Ein Kriminalist hat die Leiche eines Geschäftsmannes zerstückelt. Der träumte davon, geschlachtet und verspeist zu werden. Nachdem das LG Dresden den Beamten wegen Mordes zu achteinhalb Jahren verurteilt hatte, gehen Staatsanwaltschaft und Verteidigung in Revision. Der BGH könnte klären, ob auch der Mörder lebenslang in Haft muss, der aus sexuellen Gründen jemanden tötet, der das selbst wollte.
Das Landgericht (LG) Dresden hat in der vergangenen Woche den 57-Jährigen Detlev G. wegen Mordes und Störung der Totenruhe zu achteinhalb Jahren Haft verurteilt. Nun landet der Fall beim Bundesgerichtshof (BGH) in Karlsruhe. Staatsanwaltschaft und Verteidigung gehen nun nach Meldung der Deutschen Presse-Agentur in Revision.

——

_Aufgabe:_ Führe den Textauszug über das Dresdner Mordurteil und die Revision zum Bundesgerichtshof im selben Stil weiter, beginnend nach seinem letzten Satz.

_Datenauszüge:_
——

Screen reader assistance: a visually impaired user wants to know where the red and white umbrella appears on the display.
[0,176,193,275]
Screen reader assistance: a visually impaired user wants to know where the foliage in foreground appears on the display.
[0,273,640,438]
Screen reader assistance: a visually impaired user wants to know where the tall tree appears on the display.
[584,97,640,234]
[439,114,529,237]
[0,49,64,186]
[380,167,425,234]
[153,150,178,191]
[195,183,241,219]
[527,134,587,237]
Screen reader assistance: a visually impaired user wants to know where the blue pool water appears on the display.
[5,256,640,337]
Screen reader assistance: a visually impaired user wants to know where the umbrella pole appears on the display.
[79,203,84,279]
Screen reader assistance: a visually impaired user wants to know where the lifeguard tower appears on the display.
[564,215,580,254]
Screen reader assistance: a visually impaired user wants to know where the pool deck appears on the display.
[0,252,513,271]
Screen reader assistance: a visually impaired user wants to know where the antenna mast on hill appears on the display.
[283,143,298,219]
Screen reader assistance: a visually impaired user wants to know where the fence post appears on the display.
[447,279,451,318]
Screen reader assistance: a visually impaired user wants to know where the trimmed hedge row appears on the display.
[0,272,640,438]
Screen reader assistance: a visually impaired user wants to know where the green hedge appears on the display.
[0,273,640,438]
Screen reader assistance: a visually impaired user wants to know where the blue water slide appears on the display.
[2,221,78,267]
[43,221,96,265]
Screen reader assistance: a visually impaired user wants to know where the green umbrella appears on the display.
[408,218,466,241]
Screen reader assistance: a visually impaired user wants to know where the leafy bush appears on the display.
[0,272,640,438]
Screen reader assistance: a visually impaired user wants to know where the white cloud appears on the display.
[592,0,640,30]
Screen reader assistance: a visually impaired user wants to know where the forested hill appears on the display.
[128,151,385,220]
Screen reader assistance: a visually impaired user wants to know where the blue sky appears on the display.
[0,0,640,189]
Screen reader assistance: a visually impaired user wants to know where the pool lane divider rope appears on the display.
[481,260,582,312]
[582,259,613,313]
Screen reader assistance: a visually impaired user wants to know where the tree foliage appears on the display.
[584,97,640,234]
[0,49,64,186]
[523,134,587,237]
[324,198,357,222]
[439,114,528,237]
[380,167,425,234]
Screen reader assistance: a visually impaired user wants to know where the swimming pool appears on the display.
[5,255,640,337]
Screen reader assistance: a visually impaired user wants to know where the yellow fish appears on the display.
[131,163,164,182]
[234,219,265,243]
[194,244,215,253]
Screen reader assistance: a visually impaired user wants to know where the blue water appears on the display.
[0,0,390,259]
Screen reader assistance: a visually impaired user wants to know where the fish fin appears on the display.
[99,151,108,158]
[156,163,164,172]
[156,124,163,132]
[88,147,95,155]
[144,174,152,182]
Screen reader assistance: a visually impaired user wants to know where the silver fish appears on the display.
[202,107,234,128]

——

_Lösung:_
Die Schwurgerichtskammer in Dresden befand nach 21 Verhandlungstagen, dass der Angeklagte den Geschäftsmann Wojciech S. aus Hannover getötet hat, bevor er dessen Leiche im November 2013 mit Säge und Messer zerstückelte. Das Opfer war nach den Worten der Vorsitzenden Richterin eine schwer gestörte Persönlichkeit. Der Chef einer Zeitarbeitsfirma träumte davon, getötet, geschlachtet und verspeist zu werden. Detlev G. hat ihm nach Überzeugung der Richter dabei nicht nur geholfen, sondern ihn auch selbst töten wollen.
Der Angeklagte hatte dies vehement bestritten und erklärt, der Mann aus Hannover, den er in einem "Kannibalen"-Forum im Internet kennengelernt hatte, habe sich selbst stranguliert.
Mit seinem Urteil blieb das LG deutlich unter der von der Staatsanwaltschaft geforderten Haftstrafe von zehneinhalb Jahren. Es bestätigte jedoch die Rechtsauffassung der Ankläger, dass die für einen Mord nach § 211 Strafgesetzbuch (StGB) geforderte lebenslange Freiheitsstrafe unverhältnismäßig gewesen wäre. Das Opfer habe getötet werden wollen, hieß es in der Begründung. Die Verteidigung hatte auf Freispruch plädiert.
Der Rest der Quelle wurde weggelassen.